**WHAT THE TASK ASKS:**
Transcribe every one of the following lines word for word, and omit the pictures from your answer.
--- Start of RECORDS FOR THIS EXERCISE ---
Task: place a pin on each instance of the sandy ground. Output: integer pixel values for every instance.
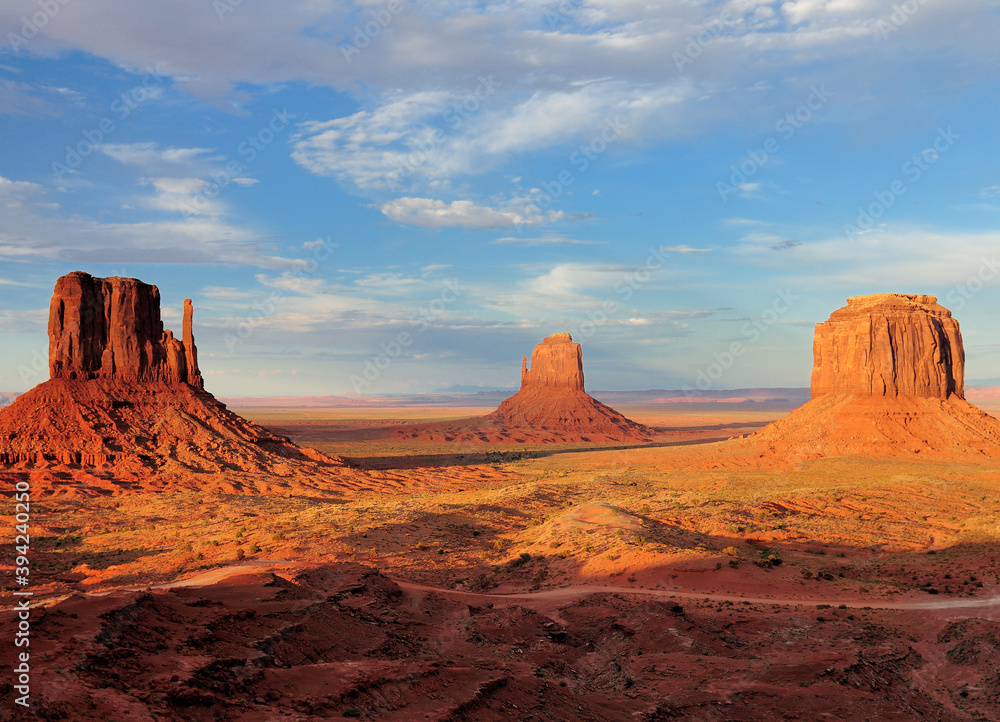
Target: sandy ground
(526, 583)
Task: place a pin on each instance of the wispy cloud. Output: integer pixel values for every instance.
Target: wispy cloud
(546, 239)
(430, 213)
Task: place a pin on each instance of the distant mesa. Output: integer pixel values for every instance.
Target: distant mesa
(126, 401)
(551, 407)
(888, 380)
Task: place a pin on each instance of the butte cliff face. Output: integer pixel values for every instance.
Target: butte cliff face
(888, 380)
(110, 328)
(556, 364)
(552, 400)
(126, 402)
(550, 408)
(889, 345)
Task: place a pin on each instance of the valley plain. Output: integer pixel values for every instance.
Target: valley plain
(651, 582)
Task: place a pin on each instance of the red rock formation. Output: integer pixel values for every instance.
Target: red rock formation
(110, 328)
(126, 396)
(889, 345)
(190, 350)
(552, 399)
(556, 362)
(888, 380)
(551, 408)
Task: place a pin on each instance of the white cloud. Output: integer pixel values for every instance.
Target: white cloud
(32, 227)
(546, 239)
(684, 249)
(413, 137)
(430, 213)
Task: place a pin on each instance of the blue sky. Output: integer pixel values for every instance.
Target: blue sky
(394, 196)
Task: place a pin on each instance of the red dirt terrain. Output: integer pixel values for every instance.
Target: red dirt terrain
(888, 380)
(188, 564)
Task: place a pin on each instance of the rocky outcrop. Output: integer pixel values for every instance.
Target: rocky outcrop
(110, 328)
(552, 400)
(888, 381)
(889, 345)
(556, 362)
(125, 403)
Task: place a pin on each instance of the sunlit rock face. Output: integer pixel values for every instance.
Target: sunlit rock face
(110, 328)
(889, 345)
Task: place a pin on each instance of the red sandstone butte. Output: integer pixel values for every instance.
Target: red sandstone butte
(888, 380)
(889, 345)
(126, 402)
(556, 362)
(552, 398)
(110, 328)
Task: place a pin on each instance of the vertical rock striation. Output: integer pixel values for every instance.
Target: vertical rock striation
(889, 345)
(556, 362)
(110, 328)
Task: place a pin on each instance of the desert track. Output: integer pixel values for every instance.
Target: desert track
(990, 605)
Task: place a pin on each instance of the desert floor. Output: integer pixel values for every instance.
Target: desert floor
(511, 582)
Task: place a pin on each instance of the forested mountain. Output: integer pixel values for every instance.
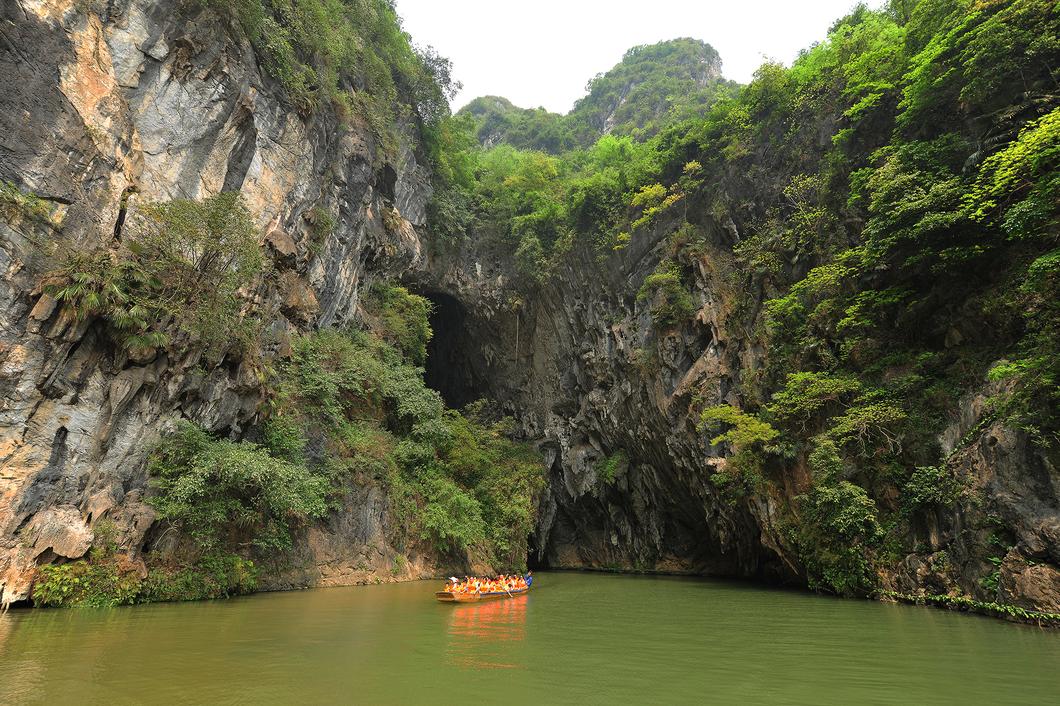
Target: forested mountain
(804, 331)
(652, 87)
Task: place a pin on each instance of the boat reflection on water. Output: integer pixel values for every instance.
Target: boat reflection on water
(480, 634)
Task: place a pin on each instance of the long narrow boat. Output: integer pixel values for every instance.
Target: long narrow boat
(452, 597)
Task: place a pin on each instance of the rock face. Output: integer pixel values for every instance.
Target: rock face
(586, 372)
(613, 400)
(153, 101)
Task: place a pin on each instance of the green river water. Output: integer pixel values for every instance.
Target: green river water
(577, 638)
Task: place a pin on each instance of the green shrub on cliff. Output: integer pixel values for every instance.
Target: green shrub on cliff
(352, 53)
(214, 489)
(403, 319)
(173, 280)
(457, 480)
(665, 289)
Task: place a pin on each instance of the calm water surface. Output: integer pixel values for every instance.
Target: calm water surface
(580, 638)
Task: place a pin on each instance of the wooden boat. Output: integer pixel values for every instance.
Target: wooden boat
(449, 597)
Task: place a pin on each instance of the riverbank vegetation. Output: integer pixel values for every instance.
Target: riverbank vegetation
(889, 203)
(348, 406)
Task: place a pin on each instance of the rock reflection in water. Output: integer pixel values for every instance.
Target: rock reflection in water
(480, 634)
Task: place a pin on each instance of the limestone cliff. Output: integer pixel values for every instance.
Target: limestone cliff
--- End of RECORDS FOR THIS EXERCISE ---
**RESULT:**
Task: place a pin on each instance of the sandy ground. Output: integer pixel values for every instance.
Target: sandy ground
(526, 583)
Task: place a pin on each instance of the wispy cloud. Output: integer pixel values for every instance.
Target: wispy cloud
(546, 239)
(430, 213)
Task: place a pin on each instance of the distant mesa. Output: integer pixel values for every instance.
Target: distant mesa
(126, 401)
(551, 407)
(888, 380)
Task: place a pin on each instance of the butte cliff face. Output: integer pixel values for every instance.
Target: butte cliff face
(888, 380)
(110, 328)
(556, 364)
(552, 400)
(126, 402)
(550, 408)
(889, 345)
Task: place a pin on each instance of the valley plain. Output: integer pixel values for every instance.
Target: valley plain
(651, 582)
Task: place a pin on each instance of the red rock formation. Output: integer pixel values for every instance.
Target: red rock formation
(110, 328)
(126, 396)
(889, 345)
(190, 350)
(552, 399)
(556, 362)
(888, 380)
(551, 408)
Task: place a pin on each instance of the white cloud. Output: integer pixel values for every instance.
Target: white cloud
(32, 227)
(546, 239)
(684, 249)
(413, 137)
(430, 213)
Task: place a pin on each instance of the blue sky. Output: integer pixel values for every instance.
Target: blue sky
(394, 196)
Task: place a pin on each instance of the red dirt terrain. Output: integer pixel values for every instance.
Target: red dirt terrain
(888, 380)
(188, 564)
Task: place a pin on each instance of the rocky outcrop. Output: integer pixel values for every instance.
Target: rocky outcrop
(110, 328)
(552, 400)
(888, 381)
(889, 345)
(556, 362)
(125, 403)
Task: place a pin on each instance of the sunlit rock face. Output: integer pixel values for every instance.
Target: sunlit rock face
(110, 328)
(889, 345)
Task: place a pin on each instance of the red sandstone butte. Output: integer pixel values for every instance.
Target: red sandstone butte
(888, 380)
(889, 345)
(126, 402)
(556, 362)
(552, 398)
(110, 328)
Task: place a pin on each instance of the vertical rock striation. Output: integer pixel values for every instance.
Target: vertical rock striation
(889, 345)
(556, 362)
(110, 328)
Task: place a pin on each instance of the desert track. Output: integer pixel values for every instance.
Target: desert track
(990, 605)
Task: place a pin on each instance of the desert floor. Output: integer pixel values for every instance.
Target: desert floor
(511, 582)
Task: place a pin on each instance of the forested mountain. Output: integer pixel values for every instance.
Target: forested mountain
(804, 331)
(652, 87)
Task: place a pin on each instance of the boat reflection on water. Output: integer pixel values for every instance.
Target: boat reflection on water
(480, 634)
Task: place a pin on each instance of the long narrow boat. Output: integer pixel values for every instance.
Target: long narrow boat
(452, 597)
Task: place a pin on each instance of the rock face. Output: integer pixel values for every instance.
Target: rock face
(586, 372)
(613, 400)
(153, 101)
Task: place a pin on each instance of the green river water. Output: integer pixel values for every instance.
Target: green river water
(577, 638)
Task: place a pin on each instance of the green shrub on cliff. Output: integer pixel values for every instance.
Target: green shrub on cliff
(352, 53)
(214, 489)
(403, 319)
(173, 280)
(457, 480)
(665, 289)
Task: place a pin on each instance of the calm water surface. Output: integer pixel values for every instance.
Target: calm water surface
(580, 638)
Task: place a pin on each instance of the wooden boat. Output: integer pixel values for every instance.
Target: wooden boat
(449, 597)
Task: place a pin on each instance of the riverbank vegetation. Output: integer pixel values for every instance.
Target: riverbank vegetation
(889, 203)
(348, 406)
Task: place a pin on each instance of the rock reflection in water. Output: integer pixel values for every instance.
Target: rock reflection in water
(480, 634)
Task: place a pin on each instance of the limestone cliff. Output: integer pixel values for every instance.
Target: limestone cliff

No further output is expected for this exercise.